Sometimes I Wish God Had Assigned Me a Different Job
I have a special place in my heart for the country of South Africa.
If you haven’t heard, many of their workers are on strike for better wages and housing. As a result, many needed roles are going unfilled. Teachers aren’t teaching, and so young children run the streets day in and day out. Nurses aren’t taking care of the sick and so the sick are getting sicker and dying. They need help. They need our prayers.
When I hear stories like this I can’t tell you how much I want to go and fix it. I can love on those babies. I can hold VBS day after day and keep those little ones safe. I can give someone their medicine or feed them a meal. I can. But God hasn’t chosen me for that job right now. I hate that. I hate the feeling of helplessness and futility.
But I have a direct line to Someone who can help. Someone who can love those babies and even find just the arms to hold them. Someone who hasn’t been surprised by the strike or by the ugly depths of our humanity. Someone who isn’t on vacation, who hasn’t turned his back, who always loves and never leaves . . . I can pray, but sometimes I wish God had assigned me a different job.

▸ **WORK ORDER 1**: In the post about the South African strike, what are the workers striking for?
▸ **WORK ORDER 2**: Carry on writing the post about the South African strike past its final sentence.
The entries that follow come from a separate source.

Dataset entries
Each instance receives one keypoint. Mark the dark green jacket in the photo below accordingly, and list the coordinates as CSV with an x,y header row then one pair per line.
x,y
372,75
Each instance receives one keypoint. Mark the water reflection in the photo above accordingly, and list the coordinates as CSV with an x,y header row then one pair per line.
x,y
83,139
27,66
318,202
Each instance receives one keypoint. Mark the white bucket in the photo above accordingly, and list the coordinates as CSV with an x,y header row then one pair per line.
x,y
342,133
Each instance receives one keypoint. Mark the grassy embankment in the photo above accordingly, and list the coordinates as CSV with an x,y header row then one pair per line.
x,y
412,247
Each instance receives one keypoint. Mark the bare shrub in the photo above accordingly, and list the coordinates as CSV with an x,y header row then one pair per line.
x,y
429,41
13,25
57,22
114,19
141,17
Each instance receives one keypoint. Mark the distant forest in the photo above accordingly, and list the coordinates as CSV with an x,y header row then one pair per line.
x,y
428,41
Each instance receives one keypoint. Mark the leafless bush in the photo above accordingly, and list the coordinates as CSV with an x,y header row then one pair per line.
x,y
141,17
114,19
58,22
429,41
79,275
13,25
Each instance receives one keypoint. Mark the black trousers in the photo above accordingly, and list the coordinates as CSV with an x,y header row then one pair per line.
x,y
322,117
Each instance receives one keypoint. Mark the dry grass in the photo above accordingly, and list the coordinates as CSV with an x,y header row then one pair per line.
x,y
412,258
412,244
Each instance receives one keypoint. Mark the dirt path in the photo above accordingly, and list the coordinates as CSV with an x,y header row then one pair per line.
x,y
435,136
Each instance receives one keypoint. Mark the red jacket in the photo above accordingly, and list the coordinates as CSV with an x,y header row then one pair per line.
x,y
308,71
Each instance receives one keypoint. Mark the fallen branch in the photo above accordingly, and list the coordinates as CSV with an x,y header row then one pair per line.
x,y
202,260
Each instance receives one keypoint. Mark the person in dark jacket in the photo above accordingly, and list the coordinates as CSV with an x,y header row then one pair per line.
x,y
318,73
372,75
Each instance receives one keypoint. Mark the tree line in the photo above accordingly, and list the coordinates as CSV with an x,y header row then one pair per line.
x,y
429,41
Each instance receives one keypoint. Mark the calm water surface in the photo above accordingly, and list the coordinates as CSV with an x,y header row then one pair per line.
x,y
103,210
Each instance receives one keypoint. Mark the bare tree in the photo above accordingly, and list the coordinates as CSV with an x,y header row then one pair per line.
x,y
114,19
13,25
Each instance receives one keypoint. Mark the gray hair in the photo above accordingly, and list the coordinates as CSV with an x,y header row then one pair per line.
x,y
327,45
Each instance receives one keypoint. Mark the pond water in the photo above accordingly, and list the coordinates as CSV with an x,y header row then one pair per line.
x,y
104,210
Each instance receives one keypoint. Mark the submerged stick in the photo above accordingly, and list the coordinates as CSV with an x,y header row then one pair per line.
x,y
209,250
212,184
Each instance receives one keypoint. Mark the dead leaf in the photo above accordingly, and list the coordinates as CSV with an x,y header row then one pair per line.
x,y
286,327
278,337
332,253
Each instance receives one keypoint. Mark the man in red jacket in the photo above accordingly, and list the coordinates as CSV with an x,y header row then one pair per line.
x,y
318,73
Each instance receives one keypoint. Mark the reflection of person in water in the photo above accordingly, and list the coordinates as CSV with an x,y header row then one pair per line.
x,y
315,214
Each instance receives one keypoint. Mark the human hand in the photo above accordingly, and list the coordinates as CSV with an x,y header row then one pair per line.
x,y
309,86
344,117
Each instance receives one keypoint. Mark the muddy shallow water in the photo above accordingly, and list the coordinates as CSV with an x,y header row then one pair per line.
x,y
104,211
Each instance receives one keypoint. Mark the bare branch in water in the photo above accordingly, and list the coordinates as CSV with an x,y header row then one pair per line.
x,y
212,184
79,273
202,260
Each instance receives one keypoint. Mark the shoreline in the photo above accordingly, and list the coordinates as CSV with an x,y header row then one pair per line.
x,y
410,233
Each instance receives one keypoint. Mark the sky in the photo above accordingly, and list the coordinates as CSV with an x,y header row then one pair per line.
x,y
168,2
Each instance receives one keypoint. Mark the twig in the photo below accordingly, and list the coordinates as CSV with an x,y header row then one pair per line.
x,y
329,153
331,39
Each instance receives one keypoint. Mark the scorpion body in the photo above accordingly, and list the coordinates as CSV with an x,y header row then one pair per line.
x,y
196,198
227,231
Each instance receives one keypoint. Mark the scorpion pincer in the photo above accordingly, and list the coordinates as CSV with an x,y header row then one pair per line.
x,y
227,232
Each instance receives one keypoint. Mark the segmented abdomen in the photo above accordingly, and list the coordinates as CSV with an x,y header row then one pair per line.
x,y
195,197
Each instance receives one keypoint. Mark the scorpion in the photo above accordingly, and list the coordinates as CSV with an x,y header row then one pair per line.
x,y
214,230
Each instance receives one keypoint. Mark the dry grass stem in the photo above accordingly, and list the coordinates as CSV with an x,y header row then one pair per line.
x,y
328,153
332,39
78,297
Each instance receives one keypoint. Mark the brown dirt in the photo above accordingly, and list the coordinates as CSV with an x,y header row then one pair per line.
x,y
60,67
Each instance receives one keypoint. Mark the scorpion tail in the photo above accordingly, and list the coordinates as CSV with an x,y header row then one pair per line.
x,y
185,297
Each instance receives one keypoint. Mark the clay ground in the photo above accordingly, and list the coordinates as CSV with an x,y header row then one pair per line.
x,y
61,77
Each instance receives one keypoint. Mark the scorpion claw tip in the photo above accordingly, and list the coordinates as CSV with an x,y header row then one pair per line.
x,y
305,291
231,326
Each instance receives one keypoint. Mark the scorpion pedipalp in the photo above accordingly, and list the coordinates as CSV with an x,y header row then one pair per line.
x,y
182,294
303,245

▸ **OUTPUT 1**: Better wages and housing.

▸ **OUTPUT 2**:
One of the brave people who has chosen to relocate to South Africa and serve her brothers and sisters there posted this on her blog today:
What's happening here is unfathomable, unacceptable and just plain ugly. Patients are missing meals because no one's around to feed them. They are lying in their own filth because no one's there to wash or change them. Sick and contagious patients are being released because there's no place for them to stay or person to care for them. Babies are dying... DYING... because no one will stay with them. I've heard numbers ranging from 10 - 50 infant deaths directly related to the strike.
Just before I left the hospital, Rich burst through the maternity ward doors holding a young mother in one arm and her newborn in the other. He found her staggering down the hall, and she just wanted him to hold her baby.
I told him I'd take care of her and felt my stomach tie itself in knots as I held her baby and, through another family's translation, I got her story.
Anabel is a 17 year-old single mom. She was released from the hospital that day with no idea how she was going to get home - and I'm not sure she even knew where home was. She looked absolutey exhasuted, shell-shocked and miserable. She had been given pain pills that morning but no food so she was nauseous and dizzy and scared. I gave her my lunch and another family offered to help call someone to pick her up.
This is NOT how it should be. This is not how it should be. This is not how hospitals should be.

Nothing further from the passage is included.